> RECORDS FOR THIS TASK:
## Start

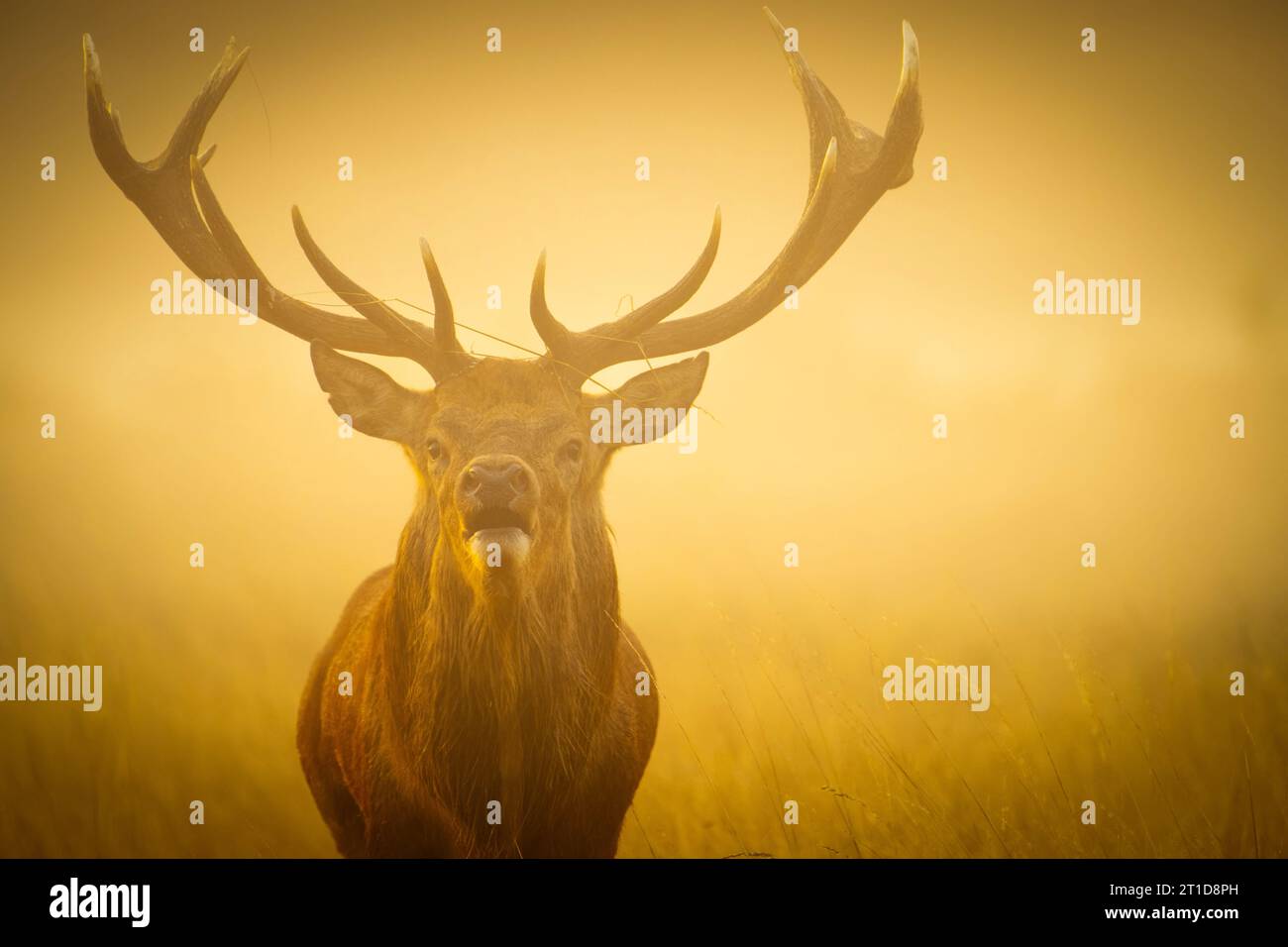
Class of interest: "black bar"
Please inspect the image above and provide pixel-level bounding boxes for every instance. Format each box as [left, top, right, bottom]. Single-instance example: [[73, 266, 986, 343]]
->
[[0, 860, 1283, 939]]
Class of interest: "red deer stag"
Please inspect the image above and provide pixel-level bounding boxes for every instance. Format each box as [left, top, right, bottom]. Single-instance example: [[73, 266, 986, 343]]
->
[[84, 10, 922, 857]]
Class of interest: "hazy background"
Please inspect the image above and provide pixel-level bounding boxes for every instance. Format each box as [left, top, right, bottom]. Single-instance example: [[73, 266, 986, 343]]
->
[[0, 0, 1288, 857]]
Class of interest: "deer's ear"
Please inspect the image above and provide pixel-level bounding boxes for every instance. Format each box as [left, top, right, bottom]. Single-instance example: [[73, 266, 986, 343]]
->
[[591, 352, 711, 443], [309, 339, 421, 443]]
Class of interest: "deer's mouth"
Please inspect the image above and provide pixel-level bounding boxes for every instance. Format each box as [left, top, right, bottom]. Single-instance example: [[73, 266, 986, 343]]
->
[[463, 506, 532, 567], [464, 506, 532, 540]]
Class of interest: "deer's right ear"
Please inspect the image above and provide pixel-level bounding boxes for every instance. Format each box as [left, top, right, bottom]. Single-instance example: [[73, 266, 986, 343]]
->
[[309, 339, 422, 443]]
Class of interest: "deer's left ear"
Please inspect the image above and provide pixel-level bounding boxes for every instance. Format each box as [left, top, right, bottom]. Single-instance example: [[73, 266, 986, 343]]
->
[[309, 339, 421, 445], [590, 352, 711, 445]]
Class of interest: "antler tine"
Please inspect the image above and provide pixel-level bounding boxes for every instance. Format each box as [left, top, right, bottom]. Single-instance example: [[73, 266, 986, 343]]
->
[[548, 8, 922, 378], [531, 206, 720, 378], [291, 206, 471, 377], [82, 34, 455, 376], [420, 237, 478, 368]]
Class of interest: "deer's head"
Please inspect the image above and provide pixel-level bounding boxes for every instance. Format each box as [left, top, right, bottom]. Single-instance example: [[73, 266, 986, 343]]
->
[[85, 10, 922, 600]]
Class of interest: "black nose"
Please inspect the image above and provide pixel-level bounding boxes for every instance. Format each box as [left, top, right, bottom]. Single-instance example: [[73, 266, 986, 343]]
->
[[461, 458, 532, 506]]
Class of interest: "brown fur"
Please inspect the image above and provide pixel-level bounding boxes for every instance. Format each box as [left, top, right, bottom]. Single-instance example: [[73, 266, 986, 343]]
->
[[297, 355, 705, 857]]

## End

> THE TASK:
Display each line of the material above that contains the string "black". The match is case-sensitive.

> OUTPUT OF THE EXERCISE:
Class of interest: "black bar"
Class of interest: "black nose"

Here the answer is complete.